:: Texto seleccionado ::
Russell no se sintió enteramente convencido por esta lógica, pero admitió enseguida que este método era la clave. En lugar de su concepto previo de «el todo y la parte» decidió usar la idea de «clase» (como en «la clase de todas las manzanas», «la clase de todos los problemas no resueltos», etc.). La clase es una distinción lógica: se basa en la ley fundamental lógica de la identidad. Una cosa no puede ser a la vez ella misma y otra. (El mundo se divide en «manzanas» y «cosas que no son manzanas»). Russell pudo mostrar que la noción de clase es previa a la de número. Por ejemplo, podemos concebir la clase de las manzanas sin coleccionar todas las manzanas y colocarlas juntas. Aun sin contar el número de manzanas en esta clase podemos decir algunas cosas muy definidas. Por ejemplo: Esta clase no incluye ninguna pera; todos sus miembros son frutas; etc. De aquí se deduce que la noción de clase es previa a la de número. Con otras palabras, la noción lógica de clase es más fundamental que la de número.
Russell procedió entonces a emplear la noción de clase a fin de generar el concepto de número y, después, de todos los números particulares. Una versión simplificada del método de Russell es como sigue:
— La clase de todos los objetos que no son idénticos a sí mismos tiene 0 miembros.
— Pero todas las clases vacías tienen los mismos miembros. Son iguales entre sí; de hecho son idénticas. Son la misma clase.
— Hay sólo una clase vacía. De este modo, hemos generado la noción de 1 a partir del 0.
— La clase de las clases vacías contiene por tanto un miembro, de tal modo que la clase de las clases vacías y su miembro hacen 2. Y la clase de la clase de las clases vacías y su miembro nos permiten generar el número 3, y así sucesivamente.
— Todo el conjunto de las matemáticas podría generarse a partir de la noción lógica de clase, que a su vez se deriva de la noción lógica fundamental de identidad.
Russell estableció con ese método dos puntos vitales. Mostró que las verdades de las matemáticas podían traducirse en verdades de la lógica, y que las matemáticas no tenían en realidad una materia de estudio propia, tal como, los números. Todas las verdades matemáticas eran reducibles en última instancia a la forma lógica, lo que significaba que podían ser proba das mediante la lógica. (El deseo del muchacho de once años se había cumplido: ¡incluso los axiomas de la geometría podían ser probados!)
Russell publicó en 1903 Los principios de la matemática. Esta obra hizo de él un pensador filosófico importante, especialmente en Europa, donde este tópico se había convertido en tema de intensa especulación. Al empezar el nuevo siglo, la filosofía se fue alejando de las grandiosas especulaciones de la metafísica, ejemplificadas por Hegel, y había empezado a centrarse en problemas más precisos del conocimiento humano. ¿En qué se basa el conocimiento, y cómo podemos saber si es cierto? El primer paso consistió en hacer la pregunta al conocimiento más cierto e infalible, esto es, las matemáticas. Y la respuesta parecía radicar en el análisis lógico. Se estuvo en general de acuerdo en que Russell no había respondido enteramente a la pregunta; quedaba todavía el problema de formas menos rígidas de conocimiento, como la ciencia. Pero los pensadores estimaron que Russell había dado un paso importante hacia la solución de uno de los problemas que habían inquietado a los filósofos desde la época de los antiguos griegos.

:: Objetivo 1 ::
Según el texto seleccionado, ¿en qué año publicó Russell Los principios de la matemática?

:: Datos proporcionados ::
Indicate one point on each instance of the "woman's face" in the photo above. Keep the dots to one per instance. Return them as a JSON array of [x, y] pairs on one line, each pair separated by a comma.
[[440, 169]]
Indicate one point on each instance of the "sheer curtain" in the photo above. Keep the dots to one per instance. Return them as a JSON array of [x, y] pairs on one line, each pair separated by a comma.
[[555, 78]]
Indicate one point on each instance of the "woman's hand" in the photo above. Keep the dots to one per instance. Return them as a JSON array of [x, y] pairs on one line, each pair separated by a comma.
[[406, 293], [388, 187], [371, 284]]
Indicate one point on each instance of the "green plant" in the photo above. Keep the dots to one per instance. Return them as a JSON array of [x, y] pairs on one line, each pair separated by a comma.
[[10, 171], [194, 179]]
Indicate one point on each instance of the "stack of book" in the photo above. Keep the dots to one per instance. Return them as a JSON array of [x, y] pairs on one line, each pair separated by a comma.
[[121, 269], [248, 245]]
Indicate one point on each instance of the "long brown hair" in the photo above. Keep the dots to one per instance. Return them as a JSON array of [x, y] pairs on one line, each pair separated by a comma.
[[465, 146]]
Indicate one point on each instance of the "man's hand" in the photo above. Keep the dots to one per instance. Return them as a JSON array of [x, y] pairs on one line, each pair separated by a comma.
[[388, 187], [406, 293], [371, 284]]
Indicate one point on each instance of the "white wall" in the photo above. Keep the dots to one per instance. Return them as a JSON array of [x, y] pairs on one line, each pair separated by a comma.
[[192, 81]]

:: Objetivo 2 ::
Convierte en una lista JSON de cadenas las líneas de los registros que van desde su inicio hasta la línea que contiene "[[121, 269], [248, 245]]", ambas incluidas. Usa una cadena por línea y omite las líneas en blanco.

:: Solución desarrollada 1 ::
En 1903.

:: Solución desarrollada 2 ::
[
  "Indicate one point on each instance of the \"woman's face\" in the photo above. Keep the dots to one per instance. Return them as a JSON array of [x, y] pairs on one line, each pair separated by a comma.",
  "[[440, 169]]",
  "Indicate one point on each instance of the \"sheer curtain\" in the photo above. Keep the dots to one per instance. Return them as a JSON array of [x, y] pairs on one line, each pair separated by a comma.",
  "[[555, 78]]",
  "Indicate one point on each instance of the \"woman's hand\" in the photo above. Keep the dots to one per instance. Return them as a JSON array of [x, y] pairs on one line, each pair separated by a comma.",
  "[[406, 293], [388, 187], [371, 284]]",
  "Indicate one point on each instance of the \"green plant\" in the photo above. Keep the dots to one per instance. Return them as a JSON array of [x, y] pairs on one line, each pair separated by a comma.",
  "[[10, 171], [194, 179]]",
  "Indicate one point on each instance of the \"stack of book\" in the photo above. Keep the dots to one per instance. Return them as a JSON array of [x, y] pairs on one line, each pair separated by a comma.",
  "[[121, 269], [248, 245]]"
]